### Stated task
Convert the records into a two-column CSV with columns named request and answer, one row per record, putting the record's text in one quoted field and its answer in the other, with line breaks replaced by spaces.

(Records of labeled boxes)
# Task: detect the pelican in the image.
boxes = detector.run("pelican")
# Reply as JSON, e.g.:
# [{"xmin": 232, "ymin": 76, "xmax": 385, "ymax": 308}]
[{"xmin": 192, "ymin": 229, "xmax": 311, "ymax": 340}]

### Output below
request,answer
"# Task: detect the pelican in the image. boxes = detector.run(""pelican"") # Reply as JSON, e.g.: # [{""xmin"": 232, ""ymin"": 76, ""xmax"": 385, ""ymax"": 308}]","[{""xmin"": 192, ""ymin"": 229, ""xmax"": 311, ""ymax"": 340}]"